Categories
amusing Web 0.1

Adobe still doesn’t understand this “world wide web” thang…

Given how badly Flash is getting smacked-down at the moment, I find this hilarious.

Right now, Adobe.com’s store page (where you get redirected if you google for Adobe products) doesn’t work in a mainstream desktop browser (Firefox). I go to the page, and suddenly my keyboard stops working, and the mouse is only half working. WTF?

Ah. A bit of digging, and I find crap like this:

…fully “custom” scrollbar, which I suspect is disabling keyboard and mouse input.

What does this achieve?

  1. HEY! It looks “different”!
  2. Confusing: looks like a Tab, instead of a scrollbar
  3. Reduces performance: this scrollbar *flickers* as you drag it, because the rendering routine is so horrendously slow. This is on a Core2 Duo processor that’s not doing anything else.

What does it break (aside from performance)?

  1. Keyboard navigation: spacebar, cursor keys, and left/right switch tab (VERY annoying: it seizes control of your keyboard and won’t let you navigate away)
  2. Mouse navigation: it bypasses the web-browser (stupid idea, Adobe), and so all the mouse gestures – even the OS-built-ins like 2-finger-scroll – stop working

It’s like a microcosm of why people get frustrated with Adobe – and perhaps of how Flash is going to go down in flames. It would be subtle and clever if today were April 1st:

  1. Who cares what the user thinks? Give them useless crap that doesn’t even look pretty! (think of the features added in most revisions of CS)
  2. …but FORCE it on them, too; choice is bad! (recall the Adobe trojan that they wrote to take over your PC and force-install Adobe products)
  3. Performance? Who cares about performance? (Illustrator and large files … nuff said)
-.-.-
§ WORK TASK A
Translate this sentence from the post about Adobe's store page into Spanish: "I go to the page, and suddenly my keyboard stops working, and the mouse is only half working."
§ WORK TASK B
In the post about Adobe's store page, which mainstream desktop browser does the page fail to work in?
§ WORK TASK C
The post about Adobe's store page says the custom scrollbar breaks keyboard navigation. List every keyboard control it names as affected.
-.-.-
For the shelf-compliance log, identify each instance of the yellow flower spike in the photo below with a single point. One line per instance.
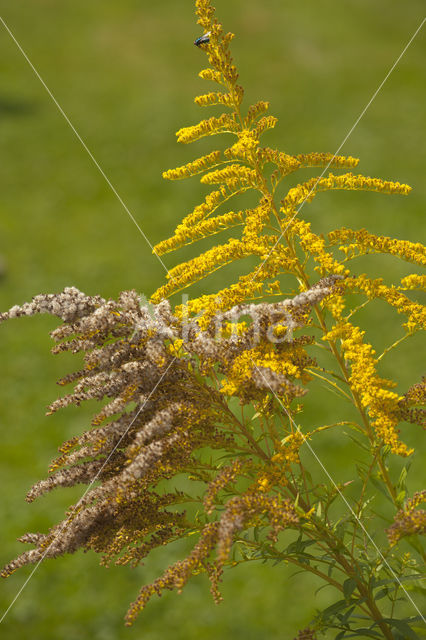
(193, 168)
(208, 127)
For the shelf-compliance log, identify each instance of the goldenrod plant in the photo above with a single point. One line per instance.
(213, 389)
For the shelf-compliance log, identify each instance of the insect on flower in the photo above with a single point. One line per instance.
(204, 39)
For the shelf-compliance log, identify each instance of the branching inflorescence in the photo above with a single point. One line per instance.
(173, 377)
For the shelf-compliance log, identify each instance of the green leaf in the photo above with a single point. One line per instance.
(379, 486)
(381, 594)
(349, 586)
(402, 627)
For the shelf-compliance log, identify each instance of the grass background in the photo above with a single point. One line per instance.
(126, 73)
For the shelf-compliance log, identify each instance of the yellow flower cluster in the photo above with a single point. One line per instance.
(374, 288)
(414, 281)
(243, 149)
(193, 270)
(255, 111)
(314, 245)
(290, 362)
(288, 448)
(316, 159)
(409, 521)
(188, 228)
(193, 168)
(227, 99)
(360, 242)
(372, 390)
(208, 127)
(233, 176)
(348, 181)
(211, 74)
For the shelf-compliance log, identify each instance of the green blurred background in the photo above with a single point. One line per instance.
(126, 74)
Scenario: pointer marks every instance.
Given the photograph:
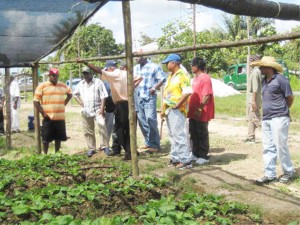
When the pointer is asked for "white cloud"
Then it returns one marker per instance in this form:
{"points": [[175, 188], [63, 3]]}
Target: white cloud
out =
{"points": [[149, 16]]}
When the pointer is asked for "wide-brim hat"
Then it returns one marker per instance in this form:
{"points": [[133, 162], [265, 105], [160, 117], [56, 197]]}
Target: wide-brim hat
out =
{"points": [[268, 61], [86, 70]]}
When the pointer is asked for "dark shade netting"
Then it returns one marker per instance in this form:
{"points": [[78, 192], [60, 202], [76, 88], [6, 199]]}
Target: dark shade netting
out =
{"points": [[31, 29]]}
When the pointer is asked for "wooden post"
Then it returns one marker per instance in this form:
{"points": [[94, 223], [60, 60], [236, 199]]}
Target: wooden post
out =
{"points": [[130, 86], [8, 107], [37, 132]]}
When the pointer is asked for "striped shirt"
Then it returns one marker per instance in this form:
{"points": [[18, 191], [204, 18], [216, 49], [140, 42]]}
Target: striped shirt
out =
{"points": [[52, 98]]}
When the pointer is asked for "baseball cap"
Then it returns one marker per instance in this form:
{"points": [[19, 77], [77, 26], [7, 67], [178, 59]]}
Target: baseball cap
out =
{"points": [[172, 58], [53, 71], [110, 63], [86, 69]]}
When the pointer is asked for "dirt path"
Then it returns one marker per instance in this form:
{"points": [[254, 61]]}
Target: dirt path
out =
{"points": [[232, 169]]}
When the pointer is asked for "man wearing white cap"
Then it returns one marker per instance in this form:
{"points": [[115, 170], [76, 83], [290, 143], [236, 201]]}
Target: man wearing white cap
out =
{"points": [[90, 93], [277, 98]]}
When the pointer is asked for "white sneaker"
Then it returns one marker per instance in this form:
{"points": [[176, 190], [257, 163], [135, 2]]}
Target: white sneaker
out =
-.-.-
§ EXERCISE SOLUTION A
Voy a la página y, de repente, mi teclado deja de funcionar y el ratón solo funciona a medias.

§ EXERCISE SOLUTION B
Firefox

§ EXERCISE SOLUTION C
- Spacebar
- Cursor keys
- Left/right switch tab